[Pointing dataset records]
☆ ☆ ☆ ☆
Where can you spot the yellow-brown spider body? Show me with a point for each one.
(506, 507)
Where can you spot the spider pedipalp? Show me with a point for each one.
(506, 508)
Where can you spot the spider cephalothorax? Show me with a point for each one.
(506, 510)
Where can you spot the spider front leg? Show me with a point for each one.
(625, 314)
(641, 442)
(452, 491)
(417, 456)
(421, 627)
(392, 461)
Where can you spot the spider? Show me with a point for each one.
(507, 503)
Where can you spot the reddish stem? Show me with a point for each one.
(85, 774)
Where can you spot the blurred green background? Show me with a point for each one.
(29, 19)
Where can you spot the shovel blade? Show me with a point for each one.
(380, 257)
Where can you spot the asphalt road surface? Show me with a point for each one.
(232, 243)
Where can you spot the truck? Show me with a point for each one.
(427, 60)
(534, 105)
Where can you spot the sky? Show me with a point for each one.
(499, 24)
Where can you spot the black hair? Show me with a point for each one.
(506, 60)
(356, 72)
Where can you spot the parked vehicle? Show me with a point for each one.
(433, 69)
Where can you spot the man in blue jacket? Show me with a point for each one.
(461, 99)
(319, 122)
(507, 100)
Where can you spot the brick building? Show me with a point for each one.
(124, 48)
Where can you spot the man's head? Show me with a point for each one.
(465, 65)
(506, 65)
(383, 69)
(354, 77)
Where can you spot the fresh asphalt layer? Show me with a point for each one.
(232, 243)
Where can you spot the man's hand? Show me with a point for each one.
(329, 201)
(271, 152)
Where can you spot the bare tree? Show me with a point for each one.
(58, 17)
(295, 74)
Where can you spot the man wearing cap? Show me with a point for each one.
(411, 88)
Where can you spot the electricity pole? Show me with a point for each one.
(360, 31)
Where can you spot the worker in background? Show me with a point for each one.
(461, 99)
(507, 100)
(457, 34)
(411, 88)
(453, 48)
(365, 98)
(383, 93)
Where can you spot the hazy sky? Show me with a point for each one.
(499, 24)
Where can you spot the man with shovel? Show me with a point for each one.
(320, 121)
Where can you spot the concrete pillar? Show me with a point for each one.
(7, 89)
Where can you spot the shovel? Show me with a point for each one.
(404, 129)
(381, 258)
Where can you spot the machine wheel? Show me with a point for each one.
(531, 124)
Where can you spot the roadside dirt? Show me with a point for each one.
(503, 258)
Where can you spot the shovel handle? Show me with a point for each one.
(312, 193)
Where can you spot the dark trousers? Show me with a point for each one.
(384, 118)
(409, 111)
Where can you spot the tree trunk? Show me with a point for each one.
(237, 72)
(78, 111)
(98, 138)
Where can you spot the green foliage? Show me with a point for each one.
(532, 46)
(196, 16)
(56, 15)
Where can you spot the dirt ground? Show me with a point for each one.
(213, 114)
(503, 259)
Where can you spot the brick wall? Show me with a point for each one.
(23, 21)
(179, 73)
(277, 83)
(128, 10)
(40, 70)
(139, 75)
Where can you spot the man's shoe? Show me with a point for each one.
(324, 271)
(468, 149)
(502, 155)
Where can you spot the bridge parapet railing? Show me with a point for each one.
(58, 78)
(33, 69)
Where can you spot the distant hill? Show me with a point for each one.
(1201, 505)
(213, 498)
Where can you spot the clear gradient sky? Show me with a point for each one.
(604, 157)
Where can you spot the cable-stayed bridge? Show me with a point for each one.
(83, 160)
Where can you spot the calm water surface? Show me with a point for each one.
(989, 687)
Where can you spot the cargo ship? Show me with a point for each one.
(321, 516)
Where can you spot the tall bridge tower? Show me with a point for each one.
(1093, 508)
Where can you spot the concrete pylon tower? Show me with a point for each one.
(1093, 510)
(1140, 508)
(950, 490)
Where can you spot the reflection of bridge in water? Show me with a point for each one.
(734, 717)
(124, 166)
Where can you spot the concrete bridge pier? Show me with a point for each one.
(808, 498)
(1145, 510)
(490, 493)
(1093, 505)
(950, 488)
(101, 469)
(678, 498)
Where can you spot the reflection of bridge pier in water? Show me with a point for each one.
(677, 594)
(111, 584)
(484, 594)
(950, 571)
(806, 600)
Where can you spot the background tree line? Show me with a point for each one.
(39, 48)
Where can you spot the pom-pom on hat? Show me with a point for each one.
☆ ☆ ☆ ☆
- [JOB] Rewrite the material above, changing "Where can you spot" to "Where do you see" wherever it occurs and leaving everything else as it is.

- [OUTPUT OF THE EXERCISE]
Where do you see the yellow-brown spider body? Show me with a point for each one.
(506, 507)
Where do you see the spider pedipalp? Show me with a point for each one.
(506, 508)
Where do you see the spider cephalothorax? Show me with a point for each one.
(506, 510)
Where do you see the spider front leg? Show me with a point for each one.
(625, 314)
(641, 442)
(452, 491)
(417, 456)
(421, 627)
(392, 461)
Where do you see the spider? Show me with a point for each one.
(507, 503)
Where do you see the reddish stem? Show me with a point for each one.
(85, 774)
Where do you see the blurred green background? Show me with a point for each one.
(29, 19)
Where do you see the shovel blade? Show me with a point for each one.
(380, 257)
Where do you see the asphalt road surface? Show me with a point for each one.
(232, 243)
Where do you see the truck? Show me with a point for each one.
(427, 60)
(534, 105)
Where do you see the sky? Show me with a point for each one.
(499, 24)
Where do you see the black hair? Show me with a point for each one.
(506, 60)
(356, 72)
Where do you see the parked vehicle? Show me with a point for each one.
(433, 69)
Where do you see the man in blue jacket? Show me with a point for each one.
(461, 99)
(319, 122)
(507, 100)
Where do you see the brick building? Show me with a point for each one.
(124, 48)
Where do you see the man's head? Show me with a point for each one.
(465, 65)
(506, 65)
(383, 69)
(354, 77)
Where do you see the fresh asphalt layer? Show me with a point for each one.
(232, 243)
Where do you see the man's hand? Show me with a point for each one.
(329, 201)
(271, 152)
Where do you see the bare tree? Show me with a point for each one.
(58, 17)
(295, 74)
Where do you see the man wearing cap? Show me with a point for each one.
(411, 88)
Where do you see the electricity pole? Show me with a point for each one.
(360, 31)
Where do you see the worker in background? Show me with a point for each one.
(461, 99)
(507, 100)
(457, 34)
(411, 88)
(453, 48)
(365, 98)
(383, 93)
Where do you see the hazy sky? Show me with a point for each one.
(499, 24)
Where do you see the man with shovel? Show me with a point for each one.
(320, 121)
Where do you see the concrete pillar? Show me with a point for each one.
(7, 89)
Where do you see the shovel? Show me with a point for each one.
(404, 129)
(381, 258)
Where do you see the machine wheel? Show me with a point for each one.
(531, 124)
Where do you see the roadside dirt? Show me with a point for each one.
(503, 258)
Where do you see the shovel handle? Show me with a point for each one.
(312, 193)
Where do you see the dark trousers? Show me with a point for each one.
(384, 118)
(409, 111)
Where do you see the tree trunk? Show me with a point for each one.
(237, 72)
(78, 111)
(98, 138)
Where do you see the green foliage? Show me with a point for each one.
(532, 46)
(196, 16)
(56, 15)
Where do you see the dirt ground? Show me with a point for each one.
(213, 114)
(503, 259)
Where do you see the brick wall? Show me with a point for each one.
(23, 21)
(179, 73)
(277, 83)
(128, 10)
(40, 70)
(139, 75)
Where do you see the man's shoe? Show me with a point for each one.
(324, 271)
(468, 149)
(502, 155)
Where do you see the bridge parapet railing? Show me with a point for each one.
(58, 78)
(33, 69)
Where do you see the distant hill? Show me with a point for each one.
(1201, 505)
(213, 498)
Where do you see the clear gradient sky? Show me with a point for each one.
(604, 157)
Where do you see the cable-stayed bridge? Show me with a point for each one.
(83, 160)
Where do you see the calm water surface? Show me with a point for each one.
(989, 687)
Where do you see the cargo ship? Show me with a point for each one.
(321, 516)
Where do you see the tall bridge tower? Show me with a point for each one.
(1093, 508)
Where do you see the concrete pylon tower? Show me with a point for each one.
(1093, 510)
(1140, 508)
(950, 490)
Where do you see the reflection of bridge in water? Show me with a point for each one.
(734, 717)
(124, 166)
Where do you see the concrete bridge pier? Show me with a point for each one.
(808, 498)
(1145, 510)
(490, 493)
(1093, 505)
(950, 488)
(101, 469)
(678, 498)
Where do you see the reflection of bridge pier in water? Show me with a point for each one.
(677, 594)
(111, 584)
(484, 594)
(950, 571)
(806, 600)
Where do you see the background tree line? Show me with a point for each one.
(39, 48)
Where do you see the pom-pom on hat? Show me with a point for each one.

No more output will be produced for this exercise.